<<<<

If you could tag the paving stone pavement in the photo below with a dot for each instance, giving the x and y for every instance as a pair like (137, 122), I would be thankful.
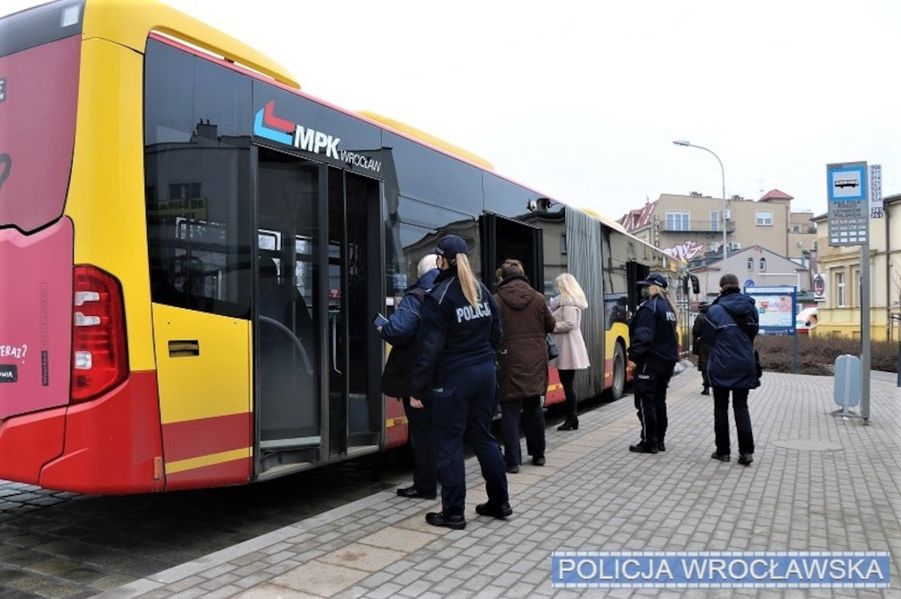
(595, 495)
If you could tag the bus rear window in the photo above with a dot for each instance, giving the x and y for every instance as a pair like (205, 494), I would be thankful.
(38, 96)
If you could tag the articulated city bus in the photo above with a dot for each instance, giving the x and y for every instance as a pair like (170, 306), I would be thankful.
(192, 251)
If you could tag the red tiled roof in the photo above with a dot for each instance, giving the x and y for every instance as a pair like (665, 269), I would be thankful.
(775, 194)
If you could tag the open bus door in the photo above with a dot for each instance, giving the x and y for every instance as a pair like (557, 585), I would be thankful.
(319, 281)
(503, 239)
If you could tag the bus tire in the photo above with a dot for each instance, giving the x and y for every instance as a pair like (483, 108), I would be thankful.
(619, 371)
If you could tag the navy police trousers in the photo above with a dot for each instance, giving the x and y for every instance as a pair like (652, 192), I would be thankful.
(463, 408)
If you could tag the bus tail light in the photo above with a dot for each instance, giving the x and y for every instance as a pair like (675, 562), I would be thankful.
(99, 352)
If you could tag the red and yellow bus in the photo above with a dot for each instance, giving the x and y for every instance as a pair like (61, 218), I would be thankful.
(192, 249)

>>>>

* **Exercise prompt**:
Please transcribe every entry exactly as written, leaving the pictures out.

* **Result**:
If you could tag the paving stone pavement in the photo below with a dot for each instance, giving the x and y for every instance as a pair like (137, 122), I would be thankful.
(595, 495)
If you could tag the bus rear window in the photo above with a dot for each instance, giving the x and y for every instance as a pair like (205, 494), I would be thankful.
(38, 96)
If you could tag the articulated city bus in the photo above with a dot for each instance, giving the x and y for every instance as a pair like (170, 306), I would be thankful.
(192, 251)
If you could tag the red tiled roof in the photo above with a dot for each instance, giving the x and y for every instance as a pair like (665, 269), I would be thankful.
(775, 194)
If you could tag the open bus door in the photo above with a dot for each instance, giving the x and y for every instance as a pair like (557, 585), I would be thankful.
(319, 281)
(503, 239)
If you could tag the bus tire in the photo above with a dot for each instance, giving the x and y for every instance as a pair like (483, 108), I would be thankful.
(619, 371)
If you could tag the navy police trousers in the photo above with a dot for each instance, giving the x and y for every instance as a pair like (652, 192), I would be thankful.
(463, 408)
If you could tag the bus tail light in the photo above with a dot for each instance, giving the x and y for every instance as a pair like (675, 562), I would be thankful.
(99, 352)
If you could tag the red and yellow bus in the photo above with a dot for each instance, giving the x and y for every instance as a pair like (61, 218), I would be thankful.
(192, 249)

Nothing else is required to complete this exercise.